**Texte cité**
################

Mais au cas même où pourrait s’établir et s’observer cet accord problématique, cette politique de limitation serait beaucoup moins sage en réalité qu’en apparence. L’expérience témoigne qu’un établissement civilisé ne peut supporter longtemps le voisinage de peuplades inorganisées et instables ; pour jouir de quelque sécurité, il faut à toute force les soumettre ; les occupations limitées, les zones neutres n’ont jamais pu se maintenir. Les leçons les plus logiques données aux peuples barbares ne portent aucun fruit, si on ne les soumet. Nos succès au Dahomey n’ont pas impressionné les Hovas ; une première expédition victorieuse contre les Achantis, il y a une vingtaine d’années, ne dispense pas les Anglais d’en faire aujourd’hui une seconde qui, sans doute, sera décisive ; tant que nous n’aurons pas réduit Samory dans la boucle du Niger, c’est-à-dire tant que nous ne lui aurons pas imposé lu sort de Behanzin, notre situation dans les régions avoisinantes sera toujours précaire. Un peuple européen ne peut s’arrêter dans la carrière colonisatrice qu’au point où il rencontre un autre peuple européen, ou tout au moins quelque grand État barbare organisé d’une façon à peu près compacte, ce qui est rare.

################

**Travail demandé**
**1.** Indiquez si chacune des affirmations suivantes concorde avec le texte sur l'expansion coloniale, en répondant par oui ou par non et en citant les mots du texte qui le prouvent. (a) Les zones neutres ont pu se maintenir durablement. (b) Les succès au Dahomey ont impressionné les Hovas. (c) Les Anglais doivent mener une seconde expédition contre les Achantis.
**2.** Prolongez le texte sur l'expansion coloniale en reprenant après sa dernière phrase, dans le même style argumentatif.

**Données fournies**
################

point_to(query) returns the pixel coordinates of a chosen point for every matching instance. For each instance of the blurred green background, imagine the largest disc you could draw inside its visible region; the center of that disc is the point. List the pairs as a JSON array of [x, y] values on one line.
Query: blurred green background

################

**Corrigé de l'exercice**
**1.**
(a) Non : « les occupations limitées, les zones neutres n’ont jamais pu se maintenir ».
(b) Non : « Nos succès au Dahomey n’ont pas impressionné les Hovas ».
(c) Oui : « ne dispense pas les Anglais d’en faire aujourd’hui une seconde ».

**2.**
Le plus grand obstacle, toutefois, à la lente progression des prises de possession coloniales, c’est que l’époque du partage de l’Afrique, sinon d’une partie de l’Asie, est arrivée, et que ceux qui ne seraient pas parmi les copartageans actuels se présenteraient trop tard dans dix ans ou dans vingt ans. Ils trouveraient les autres pourvus et resteraient les mains vides ; ce qu’ils auraient hésité à prendre, d’autres se le seraient attribué. Cette politique d’extension graduelle n’aurait mené qu’à l’accaparement de la plus grande partie du monde par la puissance la plus active et la plus ambitieuse. De là vient que les divers peuples civilisés sont obligés de faire des approvisionnemens de colonies ; ils en prennent, certes, plus qu’ils ne pourront en utiliser dans le présent ou dans l’avenir prochain ; c’est une des nécessités de la concurrence entre les nations ; celle qui se montrerait trop circonspecte finirait par se trouver exclue.